In the passage on the situation in Libya, from which city did Mr. Mitri join the meeting by video-teleconference?
** start Passage **
The situation in Libya
In accordance with rule 37 of the Council’s provisional rules of procedure, I invite the representative of Libya to participate in this meeting.
On behalf of the Council, I welcome His Excellency Mr. Mohamed Abdulaziz, Minister for Foreign Affairs and International Cooperation of Libya.
In accordance with rule 39 of the Council’s provisional rules of procedure, I invite Mr. Tarek Mitri, Special Representative of the Secretary-General and Head of the United Nations Support Mission in Libya, to participate in this meeting.
On behalf of the Council, I welcome Mr. Mitri, who is joining today’s meeting via video-teleconference from Beirut.
The Security Council will now begin its consideration of the item on its agenda.
I now give the floor to Mr. Mitri.
Mr. Mitri: When I last briefed the Council six weeks ago (see S/PV.7194), I referred to the growing fear among Libyans about the prospect of a protracted conflict. The quick pace with which developments have unfolded in Tripoli over the past couple of weeks are a reflection of the deeply fractured political scene that continues to hang heavily over the country, undermining the fledgling political process.
In fact, we are in the middle of an all-out confrontation between two major rival groups in the Libyan capital. That confrontation, born out of the deep political polarization, is playing itself out at the country’s international airport. What initially started as a minor incident on 5 July between elements from rival brigades at a checkpoint in the Janzour area of Tripoli, where the compound of the United Nations Support Mission in Libya (UNSMIL) is located, rapidly escalated into a series of major clashes across a number of areas in the capital. Much of the fighting within the past week has focused on attempts by different armed groups to assert control over Tripoli’s international airport. The battles have caused disruption to air traffic and all air travel through the airport has since been suspended.
A call from the country’s interim Government for an immediate and unconditional ceasefire has so far gone unheeded. The Government is also calling for the international community to take a strong stance. I will leave it to Minister Abdulaziz to elaborate further on the Government’s call.
As the number of military actors mobilizing and consolidating their presence within the capital continues to grow, there is a mounting sense of a probable imminent and significant escalation in the conflict. The stakes are high for all sides. In eastern Libya, there has been a marked escalation of confrontation in the past couple of days. Benghazi’s international airport has been repeatedly shelled and is not operational. Against the backdrop of the continued military operations between the forces under the command of retired army general Khalifa Haftar and those groups that he has labelled as terrorists, the campaign of assassinations and abductions targeting civic and political activists, as well as security and judicial personnel, has been unforgiving. On the day of the elections, a prominent human rights and political activist, Salwa Bughaigis, was stabbed and shot dead in her Benghazi residence. Her husband, who was with her, has gone missing and their guard was subsequently killed in custody. The assassination was very shocking, even for a country that has been witnessing daily violence.
The recent fighting in Tripoli and around the international airport has brought the war closer to the UNSMIL compound, which has taken direct hits from medium- and high-calibre machine guns. We have been at grave risk of being caught up in a military showdown amid indications and warnings that the fighting around our compound would intensify. In view of the deteriorating situation in the capital and the closure of Tripoli’s international airport, the increased security risk faced by UNSMIL and the implications for the ability of its staff to carry out their work, a decision was taken first to reduce and later to withdraw the international staff in the country. It was not an easy decision. We made it clear that it would not be possible for UNSMIL to carry out its work while, at the same time, ensuring the safety and security of our 160 international staff present in Tripoli. The risk was such that staff was ordered to move between their accommodation and offices wearing body armour and helmets, which is an unprecedented measure for us in Tripoli. As a result, staff were confined to the compound for days.
** end Passage **
** start Data section **
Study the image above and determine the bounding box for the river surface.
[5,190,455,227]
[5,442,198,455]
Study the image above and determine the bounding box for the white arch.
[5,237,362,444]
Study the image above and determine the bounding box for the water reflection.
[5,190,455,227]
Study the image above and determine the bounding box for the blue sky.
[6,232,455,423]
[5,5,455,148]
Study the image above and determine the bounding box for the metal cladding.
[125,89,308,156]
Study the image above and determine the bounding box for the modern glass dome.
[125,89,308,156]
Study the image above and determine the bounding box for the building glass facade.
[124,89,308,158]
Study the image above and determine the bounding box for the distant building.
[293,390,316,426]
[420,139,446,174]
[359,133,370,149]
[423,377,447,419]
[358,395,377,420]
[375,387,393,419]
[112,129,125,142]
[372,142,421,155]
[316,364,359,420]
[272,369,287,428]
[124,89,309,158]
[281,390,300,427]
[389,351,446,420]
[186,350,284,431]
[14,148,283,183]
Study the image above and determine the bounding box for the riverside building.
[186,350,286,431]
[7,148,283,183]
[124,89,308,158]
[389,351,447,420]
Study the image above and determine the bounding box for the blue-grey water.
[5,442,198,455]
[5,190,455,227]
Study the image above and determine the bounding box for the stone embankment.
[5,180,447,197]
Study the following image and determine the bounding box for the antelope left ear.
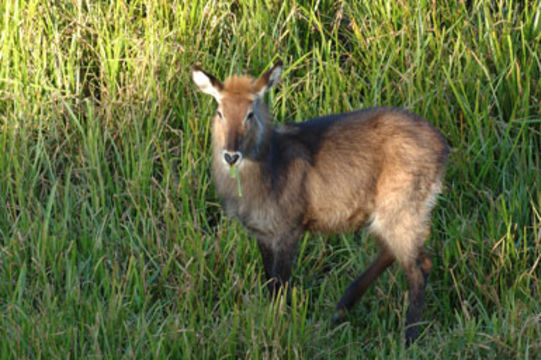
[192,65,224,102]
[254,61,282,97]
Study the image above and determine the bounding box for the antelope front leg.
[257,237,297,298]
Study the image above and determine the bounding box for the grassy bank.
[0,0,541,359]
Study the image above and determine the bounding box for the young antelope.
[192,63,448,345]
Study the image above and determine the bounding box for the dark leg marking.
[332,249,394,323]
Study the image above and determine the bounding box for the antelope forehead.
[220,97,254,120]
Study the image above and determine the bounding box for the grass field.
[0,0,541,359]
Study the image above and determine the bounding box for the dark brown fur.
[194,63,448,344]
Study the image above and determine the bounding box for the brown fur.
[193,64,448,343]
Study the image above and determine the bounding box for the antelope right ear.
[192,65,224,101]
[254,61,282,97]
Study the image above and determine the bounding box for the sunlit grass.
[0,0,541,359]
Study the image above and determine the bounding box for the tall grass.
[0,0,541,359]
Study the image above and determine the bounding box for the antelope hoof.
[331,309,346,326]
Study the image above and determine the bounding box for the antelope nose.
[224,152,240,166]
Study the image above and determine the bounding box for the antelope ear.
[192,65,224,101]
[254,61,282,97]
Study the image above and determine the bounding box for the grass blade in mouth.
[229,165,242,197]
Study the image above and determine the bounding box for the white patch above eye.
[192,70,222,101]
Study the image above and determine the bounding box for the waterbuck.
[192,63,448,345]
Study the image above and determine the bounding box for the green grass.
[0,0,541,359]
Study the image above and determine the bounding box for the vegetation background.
** end Data section **
** start Data section **
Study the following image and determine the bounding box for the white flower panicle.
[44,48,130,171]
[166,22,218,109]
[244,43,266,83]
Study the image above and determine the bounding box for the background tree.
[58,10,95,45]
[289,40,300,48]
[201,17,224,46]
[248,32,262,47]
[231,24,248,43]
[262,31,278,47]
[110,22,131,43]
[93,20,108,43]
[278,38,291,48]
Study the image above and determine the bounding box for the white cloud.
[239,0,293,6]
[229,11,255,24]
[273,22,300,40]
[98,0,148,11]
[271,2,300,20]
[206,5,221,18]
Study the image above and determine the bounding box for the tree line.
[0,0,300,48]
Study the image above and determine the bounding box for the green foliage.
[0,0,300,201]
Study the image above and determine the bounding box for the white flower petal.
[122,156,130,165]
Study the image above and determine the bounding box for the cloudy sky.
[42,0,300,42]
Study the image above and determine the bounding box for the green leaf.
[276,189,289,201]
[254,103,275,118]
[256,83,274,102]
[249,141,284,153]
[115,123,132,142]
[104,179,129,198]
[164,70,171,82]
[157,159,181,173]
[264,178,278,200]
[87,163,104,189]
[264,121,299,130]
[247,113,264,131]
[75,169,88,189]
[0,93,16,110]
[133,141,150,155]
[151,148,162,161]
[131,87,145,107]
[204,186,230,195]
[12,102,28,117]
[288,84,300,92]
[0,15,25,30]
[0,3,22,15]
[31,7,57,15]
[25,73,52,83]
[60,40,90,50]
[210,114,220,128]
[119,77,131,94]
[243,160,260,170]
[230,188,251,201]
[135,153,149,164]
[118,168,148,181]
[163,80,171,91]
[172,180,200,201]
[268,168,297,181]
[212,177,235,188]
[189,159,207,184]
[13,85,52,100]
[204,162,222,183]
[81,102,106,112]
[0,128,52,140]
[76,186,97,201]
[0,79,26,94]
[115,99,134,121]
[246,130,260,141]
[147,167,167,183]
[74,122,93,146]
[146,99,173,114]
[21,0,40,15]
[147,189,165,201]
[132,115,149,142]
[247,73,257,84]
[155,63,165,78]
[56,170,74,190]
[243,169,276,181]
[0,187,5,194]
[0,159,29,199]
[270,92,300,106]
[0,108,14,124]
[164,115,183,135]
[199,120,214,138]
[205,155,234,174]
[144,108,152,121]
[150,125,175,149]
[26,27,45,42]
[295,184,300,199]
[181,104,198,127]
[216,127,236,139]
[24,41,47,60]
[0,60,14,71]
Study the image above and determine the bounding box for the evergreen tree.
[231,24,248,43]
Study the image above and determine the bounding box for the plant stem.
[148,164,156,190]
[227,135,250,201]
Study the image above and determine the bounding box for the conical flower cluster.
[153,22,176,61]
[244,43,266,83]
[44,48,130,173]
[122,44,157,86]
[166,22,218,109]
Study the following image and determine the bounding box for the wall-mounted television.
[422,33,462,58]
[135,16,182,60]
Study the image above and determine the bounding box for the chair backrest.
** end Data section **
_Solution_: Beirut